Tasks and exercises:
1. Answer these questions from the Anubias thread:
(a) How many hours a day is the light on?
(b) Which two kinds of anubias does the first poster have?
(c) What pH values does the last reply say to stay clear of?
2. Rewrite the part of the Anubias thread that opens with the words containing "I have Anubias barteri.and" and closes with "well for you.", changing "2 inches" to "3 inches".
3. Write the next reply in the Anubias plants forum thread, following on from its last post.

Quoted passage:
# Anubias plants



## thunderjack14 (Nov 28, 2014)

Hello everyone 

I have anubias plants can anyone inform me on how to get them to grow larger? i run a pressurized co2 and dose macro and micro ferts 3 times a week co2 is at 30 ppm lighting is aquaticlife t5HO 4x54 watts one blue ,10000k,65000k and one growth bulb for plants the light is on for 6 hours a day. kh is at 8 p.h 7.2 temp 80 drop checker is light green. the plants do ok they grow about one to two leaves a week but they are about two inches in size and not much bigger. 

Any help would be great.

Thanks in advance.


----------



## junglefowl (Nov 16, 2012)

What kind of anubias do you have? If it's not a big anubias sp., then it won't grow really big. 


Sent from my iPhone using Tapatalk


----------



## thunderjack14 (Nov 28, 2014)

Hello junglefowl

I have Anubias barteri.and anubias nana. can you tell me what is the best P.H and k.h as well as G.H to have best results.

Thanks for any information on this topic.

P.s i got seachem acid buffer as well as seachem alkaline buffer so i can target the best water condition for the plant to grow.


----------



## Zapins (Jul 28, 2004)

2 inches is about the max size for Anubias barteri nana leaves. It sounds like they are growing well for you.

Anubias aren't demanding in terms of a specific pH, KH, or GH. They grow equally well in almost all aquarium conditions. As long as you aren't in the extreme ranges like a pH under 5 or over 9 you should be fine. In the wild Anubias are apparently found in harder waters so they are tolerant of higher GH/KH.

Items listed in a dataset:
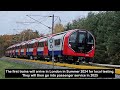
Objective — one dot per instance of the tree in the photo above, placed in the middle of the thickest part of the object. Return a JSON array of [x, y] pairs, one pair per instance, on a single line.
[[58, 28]]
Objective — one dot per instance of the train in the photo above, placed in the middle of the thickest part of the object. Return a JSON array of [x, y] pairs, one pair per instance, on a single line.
[[70, 46]]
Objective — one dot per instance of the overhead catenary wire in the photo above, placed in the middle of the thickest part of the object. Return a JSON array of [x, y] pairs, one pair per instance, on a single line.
[[39, 21]]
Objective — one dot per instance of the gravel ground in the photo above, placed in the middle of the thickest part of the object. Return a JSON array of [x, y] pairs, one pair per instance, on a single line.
[[41, 66], [34, 64]]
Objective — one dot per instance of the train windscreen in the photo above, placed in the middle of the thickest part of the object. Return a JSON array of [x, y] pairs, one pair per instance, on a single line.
[[81, 41]]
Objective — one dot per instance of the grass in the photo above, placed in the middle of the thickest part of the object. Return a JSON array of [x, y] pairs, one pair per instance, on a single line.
[[10, 65]]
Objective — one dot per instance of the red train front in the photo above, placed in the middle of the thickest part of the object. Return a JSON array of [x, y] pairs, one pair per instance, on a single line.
[[80, 44]]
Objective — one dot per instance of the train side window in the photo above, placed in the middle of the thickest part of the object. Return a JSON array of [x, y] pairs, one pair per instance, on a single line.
[[73, 37], [57, 42], [90, 39], [41, 44], [81, 38], [46, 43]]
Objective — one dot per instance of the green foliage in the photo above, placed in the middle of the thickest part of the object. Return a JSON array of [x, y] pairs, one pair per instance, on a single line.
[[105, 26], [7, 40]]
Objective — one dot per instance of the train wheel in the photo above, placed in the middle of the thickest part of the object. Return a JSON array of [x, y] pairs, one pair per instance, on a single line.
[[31, 58]]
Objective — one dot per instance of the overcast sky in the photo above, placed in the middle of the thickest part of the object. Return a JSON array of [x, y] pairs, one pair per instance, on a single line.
[[12, 22]]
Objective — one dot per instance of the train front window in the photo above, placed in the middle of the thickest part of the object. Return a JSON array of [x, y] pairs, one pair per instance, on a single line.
[[72, 38], [82, 37], [90, 39]]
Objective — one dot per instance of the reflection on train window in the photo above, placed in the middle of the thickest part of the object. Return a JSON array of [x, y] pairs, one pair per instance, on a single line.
[[46, 43], [57, 42], [90, 39], [73, 37], [81, 38], [41, 44]]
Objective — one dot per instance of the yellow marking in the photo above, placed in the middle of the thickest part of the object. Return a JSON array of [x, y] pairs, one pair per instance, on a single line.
[[117, 71]]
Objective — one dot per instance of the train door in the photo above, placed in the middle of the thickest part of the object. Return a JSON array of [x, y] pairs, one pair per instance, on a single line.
[[82, 42], [45, 50], [77, 41], [35, 49], [25, 49], [19, 50]]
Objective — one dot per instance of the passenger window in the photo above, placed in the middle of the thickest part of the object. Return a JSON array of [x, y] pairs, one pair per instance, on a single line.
[[57, 42], [90, 39], [81, 38], [73, 37]]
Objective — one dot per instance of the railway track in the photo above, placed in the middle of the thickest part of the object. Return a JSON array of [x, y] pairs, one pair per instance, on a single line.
[[80, 66]]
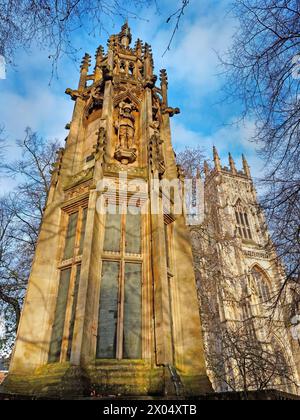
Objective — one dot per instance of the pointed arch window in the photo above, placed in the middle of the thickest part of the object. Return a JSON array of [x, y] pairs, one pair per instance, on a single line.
[[242, 221], [262, 283]]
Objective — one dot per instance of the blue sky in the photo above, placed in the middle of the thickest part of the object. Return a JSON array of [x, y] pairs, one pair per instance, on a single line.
[[195, 81]]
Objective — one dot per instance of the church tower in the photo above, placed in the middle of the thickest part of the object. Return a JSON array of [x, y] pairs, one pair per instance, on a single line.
[[239, 277], [111, 306]]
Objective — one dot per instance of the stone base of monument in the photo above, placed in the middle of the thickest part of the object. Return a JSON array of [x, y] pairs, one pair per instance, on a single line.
[[105, 378], [126, 156]]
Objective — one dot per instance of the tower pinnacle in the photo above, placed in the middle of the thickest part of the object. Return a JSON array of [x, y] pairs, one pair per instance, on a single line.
[[125, 35], [217, 160]]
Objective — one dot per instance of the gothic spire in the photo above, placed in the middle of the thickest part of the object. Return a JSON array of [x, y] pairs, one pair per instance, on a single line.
[[86, 61], [232, 164], [206, 168], [217, 159], [246, 167], [125, 35]]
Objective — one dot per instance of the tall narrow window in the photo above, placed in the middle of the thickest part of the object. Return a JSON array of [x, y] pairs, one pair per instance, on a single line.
[[73, 314], [120, 306], [108, 310], [133, 311], [242, 219], [67, 297], [263, 285], [60, 315], [75, 234], [71, 236]]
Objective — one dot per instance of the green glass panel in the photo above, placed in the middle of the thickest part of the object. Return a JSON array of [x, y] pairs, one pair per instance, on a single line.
[[133, 312], [72, 321], [71, 236], [60, 316], [82, 233], [133, 233], [108, 311], [112, 233]]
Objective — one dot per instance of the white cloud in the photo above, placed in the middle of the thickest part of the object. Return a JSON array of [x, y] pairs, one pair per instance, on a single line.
[[233, 138]]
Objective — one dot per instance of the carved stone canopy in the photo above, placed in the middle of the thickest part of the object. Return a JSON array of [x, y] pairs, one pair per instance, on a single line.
[[126, 156]]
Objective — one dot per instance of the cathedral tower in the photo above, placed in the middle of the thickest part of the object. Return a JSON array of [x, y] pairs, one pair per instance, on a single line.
[[239, 277], [111, 306]]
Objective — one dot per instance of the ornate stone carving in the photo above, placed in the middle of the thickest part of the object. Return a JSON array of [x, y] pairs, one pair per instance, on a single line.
[[57, 166], [156, 156], [125, 128]]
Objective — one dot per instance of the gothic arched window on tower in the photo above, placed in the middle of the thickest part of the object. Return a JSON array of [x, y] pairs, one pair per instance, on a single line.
[[242, 220], [263, 284], [69, 276], [120, 308], [131, 69]]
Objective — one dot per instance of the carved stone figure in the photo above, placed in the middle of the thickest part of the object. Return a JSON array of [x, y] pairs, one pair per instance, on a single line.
[[126, 126]]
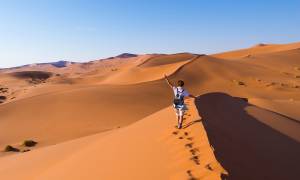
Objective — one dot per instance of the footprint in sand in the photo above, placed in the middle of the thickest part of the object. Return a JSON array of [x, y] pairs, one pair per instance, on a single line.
[[190, 138], [208, 167], [195, 159], [194, 151], [175, 132], [191, 176], [189, 145]]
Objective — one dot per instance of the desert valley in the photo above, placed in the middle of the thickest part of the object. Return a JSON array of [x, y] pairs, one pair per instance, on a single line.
[[112, 118]]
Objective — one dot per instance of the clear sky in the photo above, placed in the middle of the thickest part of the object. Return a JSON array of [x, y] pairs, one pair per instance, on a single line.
[[80, 30]]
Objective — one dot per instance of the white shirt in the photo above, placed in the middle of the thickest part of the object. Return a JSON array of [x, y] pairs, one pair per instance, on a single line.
[[180, 91]]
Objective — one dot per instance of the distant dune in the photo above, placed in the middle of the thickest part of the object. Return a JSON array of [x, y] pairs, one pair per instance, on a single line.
[[111, 118]]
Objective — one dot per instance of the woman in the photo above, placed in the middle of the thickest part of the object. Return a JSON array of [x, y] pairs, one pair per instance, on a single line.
[[180, 93]]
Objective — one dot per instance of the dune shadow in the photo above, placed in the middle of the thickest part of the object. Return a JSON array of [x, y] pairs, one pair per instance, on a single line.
[[246, 148]]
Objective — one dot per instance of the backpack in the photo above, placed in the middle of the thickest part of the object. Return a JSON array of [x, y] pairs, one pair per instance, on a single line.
[[179, 98]]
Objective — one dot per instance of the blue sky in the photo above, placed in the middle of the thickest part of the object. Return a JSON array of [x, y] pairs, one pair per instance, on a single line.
[[80, 30]]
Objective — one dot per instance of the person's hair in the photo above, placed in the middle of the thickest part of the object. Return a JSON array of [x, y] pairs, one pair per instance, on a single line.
[[180, 83]]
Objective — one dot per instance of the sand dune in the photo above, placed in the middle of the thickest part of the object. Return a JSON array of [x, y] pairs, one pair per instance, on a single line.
[[247, 148], [257, 50], [162, 152], [105, 116]]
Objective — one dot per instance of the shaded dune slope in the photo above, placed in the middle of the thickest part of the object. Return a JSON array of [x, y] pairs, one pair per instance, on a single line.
[[246, 147], [257, 50]]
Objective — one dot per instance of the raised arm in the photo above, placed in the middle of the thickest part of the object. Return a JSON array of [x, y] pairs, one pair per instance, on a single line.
[[168, 81], [192, 96]]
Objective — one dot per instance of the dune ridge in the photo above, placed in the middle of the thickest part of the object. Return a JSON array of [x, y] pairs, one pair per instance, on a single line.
[[115, 112]]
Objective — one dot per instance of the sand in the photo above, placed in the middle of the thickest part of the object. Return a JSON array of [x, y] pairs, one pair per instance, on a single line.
[[112, 118]]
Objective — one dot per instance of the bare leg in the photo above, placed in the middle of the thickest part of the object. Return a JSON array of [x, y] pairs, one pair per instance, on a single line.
[[180, 121]]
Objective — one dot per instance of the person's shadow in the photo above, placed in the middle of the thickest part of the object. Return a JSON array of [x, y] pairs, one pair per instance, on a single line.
[[245, 147]]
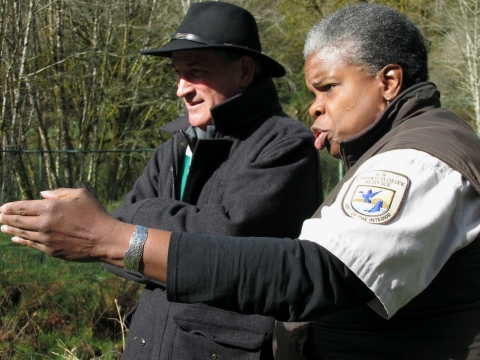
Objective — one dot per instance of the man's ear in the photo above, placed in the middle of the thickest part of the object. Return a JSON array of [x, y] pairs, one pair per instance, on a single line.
[[392, 80], [247, 66]]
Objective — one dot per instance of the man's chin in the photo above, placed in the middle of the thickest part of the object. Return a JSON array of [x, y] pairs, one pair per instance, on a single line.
[[200, 122]]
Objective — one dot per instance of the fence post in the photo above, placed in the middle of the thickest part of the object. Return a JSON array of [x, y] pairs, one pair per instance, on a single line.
[[340, 170], [40, 171]]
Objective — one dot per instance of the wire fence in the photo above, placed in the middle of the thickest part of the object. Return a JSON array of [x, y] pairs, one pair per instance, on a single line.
[[108, 174]]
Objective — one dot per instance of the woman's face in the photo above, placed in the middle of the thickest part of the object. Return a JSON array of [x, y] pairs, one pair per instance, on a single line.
[[347, 99]]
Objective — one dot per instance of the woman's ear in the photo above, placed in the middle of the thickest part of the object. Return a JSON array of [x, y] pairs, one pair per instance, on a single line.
[[247, 66], [392, 79]]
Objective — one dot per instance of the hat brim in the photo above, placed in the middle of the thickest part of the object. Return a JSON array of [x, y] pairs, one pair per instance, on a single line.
[[273, 67]]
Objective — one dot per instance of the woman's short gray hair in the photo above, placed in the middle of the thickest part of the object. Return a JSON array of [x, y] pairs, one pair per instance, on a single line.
[[372, 35]]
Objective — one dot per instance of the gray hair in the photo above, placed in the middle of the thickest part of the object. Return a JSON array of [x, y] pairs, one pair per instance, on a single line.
[[373, 36]]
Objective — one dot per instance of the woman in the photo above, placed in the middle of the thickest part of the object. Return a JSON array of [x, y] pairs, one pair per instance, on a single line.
[[387, 267]]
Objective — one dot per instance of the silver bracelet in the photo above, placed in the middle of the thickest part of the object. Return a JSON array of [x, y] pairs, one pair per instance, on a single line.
[[134, 253]]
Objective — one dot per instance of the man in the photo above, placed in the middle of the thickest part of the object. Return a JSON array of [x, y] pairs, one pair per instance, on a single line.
[[387, 268], [236, 165]]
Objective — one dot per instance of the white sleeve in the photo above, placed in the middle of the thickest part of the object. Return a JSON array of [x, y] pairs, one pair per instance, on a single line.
[[396, 223]]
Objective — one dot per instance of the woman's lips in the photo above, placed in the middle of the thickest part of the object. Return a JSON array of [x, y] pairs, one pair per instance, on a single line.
[[320, 139]]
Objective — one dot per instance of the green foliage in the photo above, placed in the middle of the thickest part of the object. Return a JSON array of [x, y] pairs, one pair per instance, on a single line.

Final answers:
1.
(a) Six hours.
(b) Anubias barteri and anubias nana.
(c) A pH under 5 or over 9.

2.
I have Anubias barteri.and anubias nana. can you tell me what is the best P.H and k.h as well as G.H to have best results.

Thanks for any information on this topic.

P.s i got seachem acid buffer as well as seachem alkaline buffer so i can target the best water condition for the plant to grow.


----------



## Zapins (Jul 28, 2004)

3 inches is about the max size for Anubias barteri nana leaves. It sounds like they are growing well for you.

3.
Here is some extra information on Anubias barteri nana:

http://www.aquaticplantcentral.com/forumapc/plantfinder/details.php?id=24

It is generally unnecessary to alter the pH, GH, and KH of any water for plants or fish. pH is something of a catch phrase that everyone seems to hear about through the grape vine, but it is essentially a useless statistic for freshwater plants or fish. Both can adapt to significantly different water parameters than they are found in the wild. There are very few freshwater plants and fish that need a specific pH, KH, GH. This is not the same for saltwater fish and corals which need to be kept in a very narrow and stable range.


----------



## junglefowl (Nov 16, 2012)

Agree with the above. Anubias is extremely hardy. And shooting 1-2 leaves per week seem pretty fair for your setup.


Sent from my iPhone using Tapatalk


----------



## thunderjack14 (Nov 28, 2014)

Ok thanks guys for the info.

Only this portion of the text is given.